Photo object pointing items
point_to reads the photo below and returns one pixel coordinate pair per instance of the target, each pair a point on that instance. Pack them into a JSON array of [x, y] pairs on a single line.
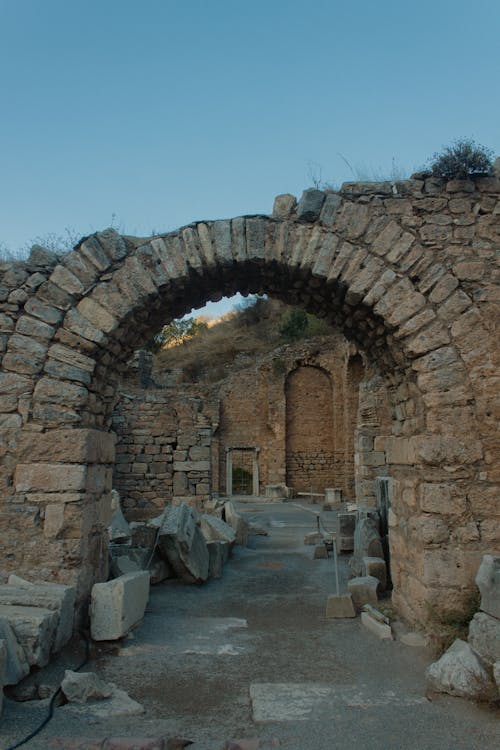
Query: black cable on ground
[[52, 702]]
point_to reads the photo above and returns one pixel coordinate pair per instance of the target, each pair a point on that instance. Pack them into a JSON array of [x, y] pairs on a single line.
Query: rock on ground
[[459, 672]]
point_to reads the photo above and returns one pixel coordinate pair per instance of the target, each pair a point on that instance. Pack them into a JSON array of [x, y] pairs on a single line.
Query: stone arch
[[406, 270], [310, 438]]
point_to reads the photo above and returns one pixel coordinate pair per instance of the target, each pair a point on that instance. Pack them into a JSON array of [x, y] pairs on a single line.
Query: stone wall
[[406, 270]]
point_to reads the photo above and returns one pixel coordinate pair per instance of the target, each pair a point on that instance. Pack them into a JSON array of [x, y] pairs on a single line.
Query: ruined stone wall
[[407, 270], [162, 450]]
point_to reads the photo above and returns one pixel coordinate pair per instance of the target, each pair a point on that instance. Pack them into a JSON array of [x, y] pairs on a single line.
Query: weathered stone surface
[[376, 567], [380, 629], [35, 629], [54, 596], [484, 637], [488, 582], [310, 204], [215, 529], [339, 606], [16, 666], [363, 590], [118, 605], [459, 672], [81, 687], [182, 543]]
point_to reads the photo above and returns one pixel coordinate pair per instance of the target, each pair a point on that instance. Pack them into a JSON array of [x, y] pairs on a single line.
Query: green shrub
[[462, 160]]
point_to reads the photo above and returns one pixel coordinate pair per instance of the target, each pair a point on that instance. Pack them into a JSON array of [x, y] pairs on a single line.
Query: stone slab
[[339, 607], [16, 665], [459, 672], [54, 596], [118, 605], [380, 629], [35, 630]]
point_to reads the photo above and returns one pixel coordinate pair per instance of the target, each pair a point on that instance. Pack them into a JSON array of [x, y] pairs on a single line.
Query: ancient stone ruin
[[406, 271]]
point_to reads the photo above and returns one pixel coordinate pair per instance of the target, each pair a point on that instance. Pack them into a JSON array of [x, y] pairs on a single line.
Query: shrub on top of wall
[[462, 160]]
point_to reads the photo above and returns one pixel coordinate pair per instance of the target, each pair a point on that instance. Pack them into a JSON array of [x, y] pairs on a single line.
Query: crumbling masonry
[[407, 271]]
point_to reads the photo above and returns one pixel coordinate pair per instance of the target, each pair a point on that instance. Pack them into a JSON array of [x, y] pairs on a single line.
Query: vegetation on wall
[[462, 160]]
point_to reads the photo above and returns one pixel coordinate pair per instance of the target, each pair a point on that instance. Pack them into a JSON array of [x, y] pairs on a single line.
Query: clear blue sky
[[159, 112]]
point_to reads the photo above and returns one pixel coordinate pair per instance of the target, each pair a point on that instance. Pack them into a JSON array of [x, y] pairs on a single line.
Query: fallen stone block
[[488, 582], [181, 542], [143, 534], [215, 529], [159, 570], [380, 629], [16, 665], [125, 559], [459, 672], [118, 605], [484, 637], [237, 522], [363, 590], [339, 606], [376, 567], [81, 687], [35, 630], [54, 596]]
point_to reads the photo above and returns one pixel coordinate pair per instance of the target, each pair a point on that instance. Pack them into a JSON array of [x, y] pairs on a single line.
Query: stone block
[[283, 206], [339, 606], [376, 567], [459, 672], [53, 596], [484, 637], [215, 529], [182, 543], [35, 629], [310, 204], [488, 582], [363, 590], [118, 605], [380, 629], [16, 665]]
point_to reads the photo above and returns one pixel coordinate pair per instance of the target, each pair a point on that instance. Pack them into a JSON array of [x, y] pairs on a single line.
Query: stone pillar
[[229, 472], [255, 473]]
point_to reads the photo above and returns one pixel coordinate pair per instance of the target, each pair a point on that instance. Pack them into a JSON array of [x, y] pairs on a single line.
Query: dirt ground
[[252, 655]]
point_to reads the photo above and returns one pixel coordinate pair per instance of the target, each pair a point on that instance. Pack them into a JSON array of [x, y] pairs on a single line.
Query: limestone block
[[363, 590], [484, 637], [80, 687], [215, 529], [35, 629], [380, 629], [310, 204], [182, 543], [54, 596], [333, 497], [283, 206], [488, 582], [126, 559], [339, 607], [237, 522], [118, 605], [459, 672], [16, 666], [376, 567]]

• **WHAT YOU NEED TO DO**: Reproduce everything from the start of the items down to the line containing "[[459, 672]]", swapping "cable" for "wire" and keeping all else the same. Leave the pictures out.

• **FINAL RESULT**:
point_to reads the photo below and returns one pixel coordinate pair per instance of the target, each pair a point on that instance. Pack them into a JSON array of [x, y] pairs on a single line.
Query: black wire on ground
[[52, 702]]
point_to reads the photo above and returns one pixel coordinate pair per instance of the target, each pair a point on that instance. Pack them into a JSON array of [x, y] pairs on a single line.
Query: rock on ground
[[459, 672]]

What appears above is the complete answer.